Stored data

☆ ☆ ☆ ☆ ☆ ☆ ☆

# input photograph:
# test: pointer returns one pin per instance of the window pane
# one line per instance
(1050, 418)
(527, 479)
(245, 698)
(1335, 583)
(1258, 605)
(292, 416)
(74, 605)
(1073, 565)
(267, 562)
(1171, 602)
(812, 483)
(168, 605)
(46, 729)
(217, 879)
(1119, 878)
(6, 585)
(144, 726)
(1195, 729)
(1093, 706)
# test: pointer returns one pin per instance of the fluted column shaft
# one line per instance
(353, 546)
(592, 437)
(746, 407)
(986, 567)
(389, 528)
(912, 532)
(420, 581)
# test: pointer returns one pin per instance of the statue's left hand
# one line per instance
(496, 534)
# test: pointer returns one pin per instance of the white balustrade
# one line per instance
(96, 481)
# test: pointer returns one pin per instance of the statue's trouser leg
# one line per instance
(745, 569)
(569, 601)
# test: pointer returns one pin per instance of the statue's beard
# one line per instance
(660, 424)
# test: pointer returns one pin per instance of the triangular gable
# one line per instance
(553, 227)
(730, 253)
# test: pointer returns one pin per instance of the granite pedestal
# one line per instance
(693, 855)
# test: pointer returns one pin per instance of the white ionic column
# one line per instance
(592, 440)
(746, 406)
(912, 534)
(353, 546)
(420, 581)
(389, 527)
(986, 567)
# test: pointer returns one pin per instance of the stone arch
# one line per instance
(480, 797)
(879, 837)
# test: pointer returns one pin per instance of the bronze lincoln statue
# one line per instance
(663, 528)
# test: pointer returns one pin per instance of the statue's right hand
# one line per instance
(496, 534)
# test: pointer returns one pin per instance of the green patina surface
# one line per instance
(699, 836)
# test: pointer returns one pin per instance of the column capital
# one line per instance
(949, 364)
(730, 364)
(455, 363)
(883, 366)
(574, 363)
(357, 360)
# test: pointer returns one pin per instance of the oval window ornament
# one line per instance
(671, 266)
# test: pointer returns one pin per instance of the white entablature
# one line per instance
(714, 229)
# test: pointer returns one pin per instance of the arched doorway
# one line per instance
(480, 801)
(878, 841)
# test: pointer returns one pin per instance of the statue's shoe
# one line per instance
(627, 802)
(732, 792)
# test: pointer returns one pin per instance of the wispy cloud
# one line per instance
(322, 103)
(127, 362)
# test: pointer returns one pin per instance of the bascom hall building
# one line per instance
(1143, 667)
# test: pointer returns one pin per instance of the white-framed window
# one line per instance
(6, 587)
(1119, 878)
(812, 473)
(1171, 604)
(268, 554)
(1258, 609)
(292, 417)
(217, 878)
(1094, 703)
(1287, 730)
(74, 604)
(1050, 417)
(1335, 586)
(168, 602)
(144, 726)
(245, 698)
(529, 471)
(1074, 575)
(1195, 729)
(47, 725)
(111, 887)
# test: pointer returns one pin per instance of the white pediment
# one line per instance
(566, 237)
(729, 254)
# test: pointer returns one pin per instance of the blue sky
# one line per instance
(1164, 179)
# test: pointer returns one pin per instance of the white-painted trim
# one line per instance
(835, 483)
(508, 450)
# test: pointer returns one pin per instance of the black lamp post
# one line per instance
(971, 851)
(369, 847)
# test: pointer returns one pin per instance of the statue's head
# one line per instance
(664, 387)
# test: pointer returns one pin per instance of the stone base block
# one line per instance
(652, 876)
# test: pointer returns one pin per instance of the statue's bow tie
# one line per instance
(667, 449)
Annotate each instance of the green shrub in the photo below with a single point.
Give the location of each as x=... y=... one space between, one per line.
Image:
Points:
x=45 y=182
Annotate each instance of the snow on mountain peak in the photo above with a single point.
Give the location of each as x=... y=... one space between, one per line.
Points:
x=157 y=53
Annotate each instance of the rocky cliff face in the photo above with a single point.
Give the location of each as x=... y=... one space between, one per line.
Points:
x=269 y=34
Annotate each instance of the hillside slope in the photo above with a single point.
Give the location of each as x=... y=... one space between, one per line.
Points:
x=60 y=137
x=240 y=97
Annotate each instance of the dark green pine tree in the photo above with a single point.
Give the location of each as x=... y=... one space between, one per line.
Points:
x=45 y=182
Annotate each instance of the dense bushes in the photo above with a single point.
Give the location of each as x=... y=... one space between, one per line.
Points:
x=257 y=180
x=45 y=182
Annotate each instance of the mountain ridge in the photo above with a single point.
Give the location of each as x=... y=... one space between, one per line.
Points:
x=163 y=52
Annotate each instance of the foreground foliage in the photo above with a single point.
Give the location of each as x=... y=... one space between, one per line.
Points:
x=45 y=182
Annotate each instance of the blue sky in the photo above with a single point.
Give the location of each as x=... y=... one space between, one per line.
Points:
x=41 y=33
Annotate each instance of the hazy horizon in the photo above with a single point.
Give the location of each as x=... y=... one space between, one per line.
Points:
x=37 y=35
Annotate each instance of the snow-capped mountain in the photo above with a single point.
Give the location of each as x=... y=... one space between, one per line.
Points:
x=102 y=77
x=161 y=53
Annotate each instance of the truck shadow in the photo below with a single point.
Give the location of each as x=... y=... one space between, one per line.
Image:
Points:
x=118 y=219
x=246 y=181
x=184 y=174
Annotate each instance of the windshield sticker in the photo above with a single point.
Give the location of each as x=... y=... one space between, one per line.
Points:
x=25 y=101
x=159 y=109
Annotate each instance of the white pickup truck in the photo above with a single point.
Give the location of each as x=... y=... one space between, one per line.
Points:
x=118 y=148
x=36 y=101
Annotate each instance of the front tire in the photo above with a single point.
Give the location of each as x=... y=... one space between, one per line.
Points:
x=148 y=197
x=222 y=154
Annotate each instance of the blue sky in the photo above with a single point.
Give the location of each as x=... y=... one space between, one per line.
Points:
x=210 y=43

☆ ☆ ☆ ☆ ☆ ☆ ☆

• _Assigned task_:
Your answer should consist of all lines above that include the string "hand".

• _Solution below_:
# test: pointer returns one pin per instance of the statue's left hand
# test: pointer returns one pin per instance of the statue's right hand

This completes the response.